Put the entries below into a numbered list, leaving out any blank lines.

** BEGIN **

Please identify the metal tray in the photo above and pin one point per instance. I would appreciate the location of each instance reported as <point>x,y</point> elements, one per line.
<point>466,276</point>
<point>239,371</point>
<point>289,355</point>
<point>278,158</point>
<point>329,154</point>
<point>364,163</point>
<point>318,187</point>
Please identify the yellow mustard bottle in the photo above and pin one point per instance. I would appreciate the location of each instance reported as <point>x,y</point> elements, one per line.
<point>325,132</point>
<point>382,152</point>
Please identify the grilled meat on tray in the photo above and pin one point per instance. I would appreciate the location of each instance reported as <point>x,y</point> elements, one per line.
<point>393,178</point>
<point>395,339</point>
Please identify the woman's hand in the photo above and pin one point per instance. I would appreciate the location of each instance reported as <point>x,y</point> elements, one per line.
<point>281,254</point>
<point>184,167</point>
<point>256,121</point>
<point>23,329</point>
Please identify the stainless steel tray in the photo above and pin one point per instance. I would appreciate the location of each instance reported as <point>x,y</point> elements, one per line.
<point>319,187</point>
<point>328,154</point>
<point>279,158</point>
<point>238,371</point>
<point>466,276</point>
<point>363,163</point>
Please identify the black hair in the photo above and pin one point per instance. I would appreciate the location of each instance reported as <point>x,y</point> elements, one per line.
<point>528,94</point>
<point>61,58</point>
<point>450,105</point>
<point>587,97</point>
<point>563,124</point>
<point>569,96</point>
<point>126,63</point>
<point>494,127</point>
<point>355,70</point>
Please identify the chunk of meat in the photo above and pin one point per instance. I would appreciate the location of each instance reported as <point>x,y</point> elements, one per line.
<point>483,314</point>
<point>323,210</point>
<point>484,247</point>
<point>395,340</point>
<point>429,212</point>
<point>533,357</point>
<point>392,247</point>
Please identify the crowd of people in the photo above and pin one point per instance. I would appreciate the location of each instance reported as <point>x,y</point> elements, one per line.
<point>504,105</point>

** END **

Response below:
1. Please identify the metal tray in the photo above and pin one point per instance. I would appreciate the location of each instance reported as <point>x,y</point> elements, one per line.
2. <point>466,276</point>
3. <point>239,371</point>
4. <point>289,355</point>
5. <point>278,158</point>
6. <point>329,154</point>
7. <point>364,163</point>
8. <point>318,187</point>
9. Please identify the yellow mustard bottle in the photo above and pin one point per instance. I would appreciate the location of each instance reported as <point>x,y</point> elements, one per line.
10. <point>325,132</point>
11. <point>382,152</point>
12. Please identify the grilled meat on tray in the photo above and pin one point per instance. I would appreciate the location of each instance reported as <point>x,y</point> elements, one per line.
13. <point>393,178</point>
14. <point>395,339</point>
15. Please identify the woman's hand in the photo above and pin one point per instance. I would appreciate the location of each instance reported as <point>x,y</point> elements, one per line.
16. <point>281,254</point>
17. <point>184,167</point>
18. <point>256,121</point>
19. <point>23,329</point>
20. Please identify the stainless steel tray in the photo above and pin one point per instance. I would appreciate the location of each instance reported as <point>x,y</point> elements, one per line.
21. <point>319,187</point>
22. <point>328,154</point>
23. <point>279,158</point>
24. <point>238,371</point>
25. <point>466,276</point>
26. <point>363,163</point>
27. Please identify the black hair in the photo above and pin one point per instance. I would appreciate the location of each instance reported as <point>x,y</point> elements, one per line.
28. <point>528,94</point>
29. <point>61,58</point>
30. <point>450,105</point>
31. <point>587,97</point>
32. <point>563,124</point>
33. <point>569,96</point>
34. <point>126,63</point>
35. <point>494,127</point>
36. <point>355,70</point>
37. Please identify the chunk of meat in the photo above and pin one point per instance. I would appreciate the location of each instance reported as <point>x,y</point> elements, one per line.
38. <point>483,314</point>
39. <point>323,210</point>
40. <point>484,247</point>
41. <point>395,340</point>
42. <point>429,212</point>
43. <point>533,357</point>
44. <point>392,247</point>
45. Please identify the crowd of people in the photo above and pin one point per instance. I would appreciate the location of each instance reported as <point>x,y</point> elements, one per line.
46. <point>504,105</point>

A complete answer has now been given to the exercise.